[Document section]
┌──
The rate of patients achieving each individual MDA criterion in relation to overall MDA status (whether achieved or not achieved) is summarized in Supplementary Table 3. In patients without MDA, SJC ≤ 1 and PASI ≤ 1 or BSA ≤ 3% were still achieved by 62.7% and 67.2% of patients, respectively, at week 28, and 71.4% and 77.8% of patients, respectively, at week 52. For patients who successfully achieved MDA at least once during the study, the median time until MDA achievement was 42 weeks [95% confidence interval (CI) 30.0–65.9], with a median duration of 33 weeks (95% CI 23.9–71.7). Worst-case analysis resulted in a median MDA duration of 12 weeks (95% CI 0.1–26.1).
MDA achievement at weeks 28 (32.2% versus 31.5%, respectively) and 52 (30.5% versus 37.0%, respectively) was similar in patients who received concomitant MTX treatment and those who did not (Supplementary Table 4).
└──
[Material provided]
┌──
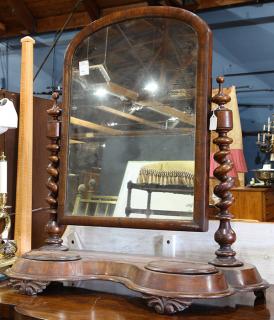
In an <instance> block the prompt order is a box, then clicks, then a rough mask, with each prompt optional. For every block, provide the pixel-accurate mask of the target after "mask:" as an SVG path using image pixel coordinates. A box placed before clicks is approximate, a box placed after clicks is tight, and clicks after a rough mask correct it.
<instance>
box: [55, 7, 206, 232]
mask: <svg viewBox="0 0 274 320" xmlns="http://www.w3.org/2000/svg"><path fill="white" fill-rule="evenodd" d="M152 17H158V18H169V19H175V20H179V21H181V22H182V23H185V24H187V25H188V26H190V27H192V28H193V29H194V31H195V32H196V35H197V41H198V50H197V73H196V106H195V108H196V130H195V178H194V212H193V220H191V221H187V220H171V219H170V220H168V219H161V220H160V219H159V220H158V219H146V218H126V217H94V216H79V215H66V213H65V201H66V192H67V173H68V148H69V119H70V108H69V106H70V98H71V97H70V92H71V89H70V85H71V79H72V72H71V71H72V60H73V56H74V53H75V51H76V49H77V48H78V46H79V45H80V44H81V43H82V41H84V40H85V39H86V38H87V37H88V36H90V35H92V34H93V33H95V32H97V31H99V30H101V29H103V28H105V27H108V26H111V25H113V24H117V23H120V22H125V21H127V20H132V19H138V18H152ZM211 61H212V34H211V30H210V29H209V27H208V25H207V24H206V23H205V22H204V21H203V20H202V19H200V18H199V17H198V16H196V15H195V14H193V13H191V12H189V11H186V10H183V9H178V8H173V7H138V8H133V9H128V10H124V11H120V12H115V13H112V14H110V15H107V16H105V17H103V18H101V19H99V20H96V21H94V22H92V23H91V24H89V25H88V26H87V27H85V28H84V29H83V30H81V31H80V32H79V33H78V34H77V35H76V36H75V37H74V39H73V40H72V41H71V42H70V45H69V47H68V49H67V52H66V55H65V62H64V80H63V102H62V105H61V108H62V119H61V122H62V129H61V142H60V166H59V194H58V209H57V215H58V223H59V224H60V225H86V226H101V227H118V228H135V229H158V230H182V231H206V230H207V229H208V168H209V133H208V113H209V104H210V102H209V97H211Z"/></svg>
└──
[Exercise]
Please retype part of the MDA passage, beginning at the words that have "MDA achievement at" and stopping after "(Supplementary Table 4).". The listing is separate material, unrelated to the MDA passage.

[Task solution]
MDA achievement at weeks 28 (32.2% versus 31.5%, respectively) and 52 (30.5% versus 37.0%, respectively) was similar in patients who received concomitant MTX treatment and those who did not (Supplementary Table 4).